--- BEGIN Information provided ---
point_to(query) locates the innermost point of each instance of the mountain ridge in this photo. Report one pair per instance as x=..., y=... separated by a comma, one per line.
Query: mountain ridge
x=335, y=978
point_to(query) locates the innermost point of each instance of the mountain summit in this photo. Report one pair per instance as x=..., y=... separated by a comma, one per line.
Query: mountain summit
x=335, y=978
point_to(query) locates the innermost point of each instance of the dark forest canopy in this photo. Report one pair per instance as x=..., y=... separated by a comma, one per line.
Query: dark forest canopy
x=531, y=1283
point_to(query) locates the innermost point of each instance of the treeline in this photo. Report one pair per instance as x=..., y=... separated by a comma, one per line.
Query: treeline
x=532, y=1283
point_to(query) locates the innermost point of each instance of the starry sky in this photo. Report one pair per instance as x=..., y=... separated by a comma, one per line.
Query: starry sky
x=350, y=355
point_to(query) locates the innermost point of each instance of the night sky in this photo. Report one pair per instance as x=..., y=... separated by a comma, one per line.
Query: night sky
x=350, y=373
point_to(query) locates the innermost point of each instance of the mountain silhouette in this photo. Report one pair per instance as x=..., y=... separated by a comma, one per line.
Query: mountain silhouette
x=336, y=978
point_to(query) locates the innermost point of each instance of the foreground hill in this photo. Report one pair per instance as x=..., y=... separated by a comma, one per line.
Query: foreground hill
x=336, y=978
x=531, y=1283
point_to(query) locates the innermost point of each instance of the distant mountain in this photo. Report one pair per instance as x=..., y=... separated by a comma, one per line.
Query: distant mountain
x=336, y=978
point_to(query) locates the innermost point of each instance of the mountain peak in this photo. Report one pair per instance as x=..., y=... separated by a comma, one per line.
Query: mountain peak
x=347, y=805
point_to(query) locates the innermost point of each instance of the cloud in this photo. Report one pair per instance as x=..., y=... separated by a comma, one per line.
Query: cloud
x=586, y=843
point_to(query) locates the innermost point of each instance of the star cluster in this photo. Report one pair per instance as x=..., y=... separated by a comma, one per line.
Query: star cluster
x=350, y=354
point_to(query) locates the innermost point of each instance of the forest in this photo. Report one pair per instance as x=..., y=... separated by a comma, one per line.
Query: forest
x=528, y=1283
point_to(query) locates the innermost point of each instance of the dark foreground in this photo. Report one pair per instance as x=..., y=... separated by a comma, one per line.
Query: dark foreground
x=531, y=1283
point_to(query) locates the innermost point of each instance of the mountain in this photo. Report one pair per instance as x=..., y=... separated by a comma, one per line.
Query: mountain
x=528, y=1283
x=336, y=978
--- END Information provided ---
Reproduce all of the data above verbatim, line for line, with no edits.

◆ Full output ◆
point_to(query) locates the innermost point of each instance of the mountain ridge in this photo. Report one pair per instance as x=..., y=... separated by a comma, one per line.
Query: mountain ridge
x=335, y=978
point_to(query) locates the innermost point of each instance of the mountain summit in this photo. Report one pair per instance as x=..., y=... separated by a comma, one per line.
Query: mountain summit
x=335, y=978
point_to(query) locates the innermost point of each instance of the dark forest canopy in this photo. Report one pair per instance as x=..., y=... separated by a comma, one per line.
Query: dark forest canopy
x=531, y=1283
point_to(query) locates the innermost point of each instance of the treeline in this photo. Report one pair per instance as x=..., y=... separated by a comma, one per line.
Query: treeline
x=532, y=1283
point_to(query) locates the innermost point of each instance of the starry sky in this photo. Report one pair per instance as x=..., y=... separated by a comma, one per line.
Query: starry sky
x=350, y=355
point_to(query) locates the innermost point of each instance of the night sky in this photo. Report one pair per instance as x=..., y=... separated by a comma, one per line.
Query: night sky
x=350, y=373
point_to(query) locates the innermost point of each instance of the mountain silhouette in this photo. Report one pair per instance as x=..., y=... separated by a comma, one per line.
Query: mountain silhouette
x=336, y=978
point_to(query) locates the innermost point of each instance of the foreground hill in this photo. Report one pair per instance as x=..., y=... separated by a comma, one per line.
Query: foreground hill
x=336, y=978
x=531, y=1283
point_to(query) locates the innermost point of each instance of the distant mountain in this photo. Report one pair per instance as x=..., y=... separated by a comma, one per line.
Query: distant mountain
x=336, y=978
point_to(query) locates the innermost point of each instance of the mountain peak in this photo. Report one pair per instance as x=..., y=... separated by a comma, one per line.
Query: mountain peak
x=347, y=805
point_to(query) locates the innermost point of each instance of the cloud in this photo. Report one pair per instance as x=..., y=... separated by a comma, one per line.
Query: cloud
x=586, y=843
point_to(query) locates the innermost point of each instance of the star cluster in this photo. Report one pair per instance as x=..., y=... separated by a comma, one per line.
Query: star cluster
x=350, y=354
point_to(query) locates the innermost point of each instance of the forest in this photo. Report one pair per instance as x=..., y=... separated by a comma, one per line.
Query: forest
x=528, y=1283
point_to(query) locates the innermost point of each instance of the dark foreground in this photo. Report one pair per instance as x=..., y=... separated by a comma, one per line.
Query: dark foreground
x=531, y=1283
point_to(query) locates the innermost point of each instance of the mountain in this photo. Report one pair per instance as x=..., y=... separated by a comma, one per line.
Query: mountain
x=528, y=1283
x=336, y=978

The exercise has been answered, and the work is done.